## The request
Word for word, retype every entry in the listing.

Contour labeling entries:
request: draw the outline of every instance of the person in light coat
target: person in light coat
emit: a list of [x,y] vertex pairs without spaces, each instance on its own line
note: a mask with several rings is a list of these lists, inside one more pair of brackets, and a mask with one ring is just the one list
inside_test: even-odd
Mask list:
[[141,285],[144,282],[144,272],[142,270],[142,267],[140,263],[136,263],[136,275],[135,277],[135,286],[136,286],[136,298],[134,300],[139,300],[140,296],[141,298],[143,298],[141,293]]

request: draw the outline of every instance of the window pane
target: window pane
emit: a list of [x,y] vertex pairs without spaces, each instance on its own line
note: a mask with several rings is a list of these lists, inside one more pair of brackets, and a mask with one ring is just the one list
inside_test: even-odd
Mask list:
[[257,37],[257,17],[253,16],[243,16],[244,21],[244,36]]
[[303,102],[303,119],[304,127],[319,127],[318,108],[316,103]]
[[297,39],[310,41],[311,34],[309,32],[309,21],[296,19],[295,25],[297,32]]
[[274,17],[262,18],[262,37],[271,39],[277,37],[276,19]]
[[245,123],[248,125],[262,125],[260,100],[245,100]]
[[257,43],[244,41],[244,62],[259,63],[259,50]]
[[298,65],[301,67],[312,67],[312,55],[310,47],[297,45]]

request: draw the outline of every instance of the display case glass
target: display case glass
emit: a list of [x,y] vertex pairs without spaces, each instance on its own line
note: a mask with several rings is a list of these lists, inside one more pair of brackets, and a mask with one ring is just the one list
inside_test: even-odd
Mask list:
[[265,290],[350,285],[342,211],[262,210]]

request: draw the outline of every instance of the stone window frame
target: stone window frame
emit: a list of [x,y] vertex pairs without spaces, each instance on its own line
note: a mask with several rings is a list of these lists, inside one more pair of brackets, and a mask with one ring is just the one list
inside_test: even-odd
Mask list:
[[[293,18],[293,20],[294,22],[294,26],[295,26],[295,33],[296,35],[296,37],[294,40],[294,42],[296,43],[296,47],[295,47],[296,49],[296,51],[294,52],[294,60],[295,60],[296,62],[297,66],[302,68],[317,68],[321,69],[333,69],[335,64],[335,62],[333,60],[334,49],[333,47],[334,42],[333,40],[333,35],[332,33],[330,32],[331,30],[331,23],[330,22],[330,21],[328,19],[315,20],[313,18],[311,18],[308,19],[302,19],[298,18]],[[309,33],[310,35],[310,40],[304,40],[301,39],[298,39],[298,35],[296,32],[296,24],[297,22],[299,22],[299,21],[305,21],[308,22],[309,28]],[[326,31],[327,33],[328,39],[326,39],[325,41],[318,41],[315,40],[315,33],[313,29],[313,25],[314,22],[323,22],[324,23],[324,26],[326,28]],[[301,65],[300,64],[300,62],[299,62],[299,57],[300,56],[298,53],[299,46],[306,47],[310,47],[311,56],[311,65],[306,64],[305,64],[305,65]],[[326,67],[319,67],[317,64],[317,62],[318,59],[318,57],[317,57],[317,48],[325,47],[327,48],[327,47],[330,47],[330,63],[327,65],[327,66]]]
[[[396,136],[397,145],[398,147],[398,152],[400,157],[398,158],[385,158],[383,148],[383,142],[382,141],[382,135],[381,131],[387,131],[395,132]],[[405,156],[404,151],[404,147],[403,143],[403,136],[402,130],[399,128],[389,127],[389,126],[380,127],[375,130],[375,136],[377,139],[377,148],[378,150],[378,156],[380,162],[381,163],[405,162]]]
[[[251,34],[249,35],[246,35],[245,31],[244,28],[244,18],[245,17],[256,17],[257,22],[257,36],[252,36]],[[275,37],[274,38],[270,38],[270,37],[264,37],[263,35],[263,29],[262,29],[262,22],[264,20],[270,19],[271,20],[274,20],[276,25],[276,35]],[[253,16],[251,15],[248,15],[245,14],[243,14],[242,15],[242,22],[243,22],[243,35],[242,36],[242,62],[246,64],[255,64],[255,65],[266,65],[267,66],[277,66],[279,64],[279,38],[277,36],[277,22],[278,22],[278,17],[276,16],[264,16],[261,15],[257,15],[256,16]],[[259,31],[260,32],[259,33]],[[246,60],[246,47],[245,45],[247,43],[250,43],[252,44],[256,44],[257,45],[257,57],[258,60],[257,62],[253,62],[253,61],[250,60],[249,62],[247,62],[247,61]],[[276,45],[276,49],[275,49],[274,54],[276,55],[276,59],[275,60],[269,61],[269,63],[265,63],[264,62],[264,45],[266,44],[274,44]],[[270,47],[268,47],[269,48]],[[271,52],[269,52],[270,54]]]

## Reply to the task
request: draw the outline of every instance of the person in light coat
target: person in light coat
emit: a list of [x,y] vertex pairs without spaces, each instance on its own line
note: a mask with several rings is a list of these lists, inside one more pair of brackets, and a mask with one ring is just the one list
inside_test: even-odd
Mask list:
[[141,285],[144,282],[144,272],[142,270],[142,267],[140,263],[136,263],[136,275],[135,277],[135,286],[136,286],[136,298],[134,300],[139,300],[140,296],[141,298],[143,298],[141,293]]

request: draw the outline of every instance of the window pane
target: window pane
emit: a list of [x,y] vertex pairs without spaces, each instance on its own line
note: a mask with several rings is a list of these lists, inside one more pair of brackets, and a mask with one ring is just the one list
inside_test: even-odd
Mask list:
[[257,37],[257,17],[253,16],[243,16],[244,21],[244,36]]
[[303,102],[303,119],[304,127],[319,127],[318,108],[316,103]]
[[297,39],[310,41],[311,34],[309,32],[309,21],[296,19],[295,25],[297,32]]
[[274,17],[262,18],[262,37],[271,39],[277,37],[276,19]]
[[245,123],[248,125],[262,125],[260,100],[245,100]]
[[257,43],[244,41],[244,62],[259,63],[259,50]]
[[298,65],[301,67],[312,67],[312,55],[310,47],[297,45]]

request: draw the outline of every instance of the display case glass
target: display case glass
emit: a list of [x,y] vertex pairs without spaces, each instance on its own line
note: a mask with several rings is a list of these lists, inside one more pair of brackets, and a mask with one ring is just the one list
inside_test: even-odd
Mask list:
[[265,290],[350,285],[342,211],[262,210]]

request: draw the outline of every instance of the stone window frame
target: stone window frame
emit: a list of [x,y] vertex pairs without spaces, each instance on its own line
note: a mask with several rings is a list of these lists, inside one more pair of brackets, and a mask with one ring is just the one list
inside_test: even-odd
Mask list:
[[[293,18],[293,20],[294,22],[294,26],[295,26],[295,33],[296,35],[296,37],[294,40],[294,42],[296,43],[296,47],[295,47],[296,49],[296,51],[294,52],[294,60],[295,60],[296,62],[297,66],[302,68],[317,68],[321,69],[333,69],[335,64],[335,62],[333,60],[334,49],[333,47],[334,42],[333,40],[333,35],[332,33],[330,32],[331,30],[331,23],[330,22],[330,21],[328,19],[315,20],[313,18],[311,18],[308,19],[302,19],[298,18]],[[309,33],[310,35],[310,40],[304,40],[301,39],[298,39],[298,35],[296,32],[296,24],[297,22],[299,22],[299,21],[305,21],[308,22],[309,28]],[[326,31],[327,33],[328,39],[326,39],[325,41],[318,41],[315,40],[315,33],[313,29],[313,25],[314,22],[323,22],[324,23],[324,26],[326,28]],[[301,65],[300,64],[300,62],[299,62],[299,57],[300,56],[298,53],[299,46],[306,47],[310,47],[311,56],[311,65],[306,64],[305,64],[305,65]],[[326,67],[319,67],[317,64],[317,62],[318,59],[318,57],[317,57],[317,48],[325,47],[327,48],[327,47],[330,47],[330,63],[327,65],[327,66]]]
[[[396,136],[397,145],[398,147],[398,152],[400,157],[398,158],[385,158],[383,148],[383,142],[382,141],[382,135],[381,131],[387,131],[395,132]],[[405,156],[404,151],[404,147],[403,143],[403,136],[402,130],[399,128],[389,127],[389,126],[380,127],[375,130],[375,136],[377,139],[377,148],[378,150],[378,156],[380,162],[381,163],[405,162]]]
[[[251,34],[249,35],[246,35],[245,31],[244,28],[244,18],[245,17],[256,17],[257,22],[257,36],[252,36]],[[275,37],[274,38],[270,38],[270,37],[264,37],[263,35],[263,29],[262,29],[262,22],[264,20],[270,19],[271,20],[274,20],[276,25],[276,35]],[[253,16],[251,15],[248,15],[245,14],[243,14],[242,15],[242,22],[243,22],[243,35],[242,36],[242,62],[246,64],[255,64],[255,65],[266,65],[267,66],[277,66],[279,64],[279,38],[277,36],[277,22],[278,22],[278,17],[276,16],[264,16],[261,15],[257,15],[256,16]],[[259,31],[260,32],[259,33]],[[246,60],[246,47],[245,45],[247,43],[250,43],[252,44],[256,44],[257,45],[257,57],[258,60],[257,62],[253,62],[253,61],[250,60],[249,62],[247,62],[247,61]],[[276,45],[276,49],[275,49],[274,54],[276,55],[276,59],[275,60],[269,61],[269,63],[265,63],[264,62],[264,45],[266,44],[274,44]],[[270,47],[268,47],[269,48]],[[271,52],[269,52],[270,54]]]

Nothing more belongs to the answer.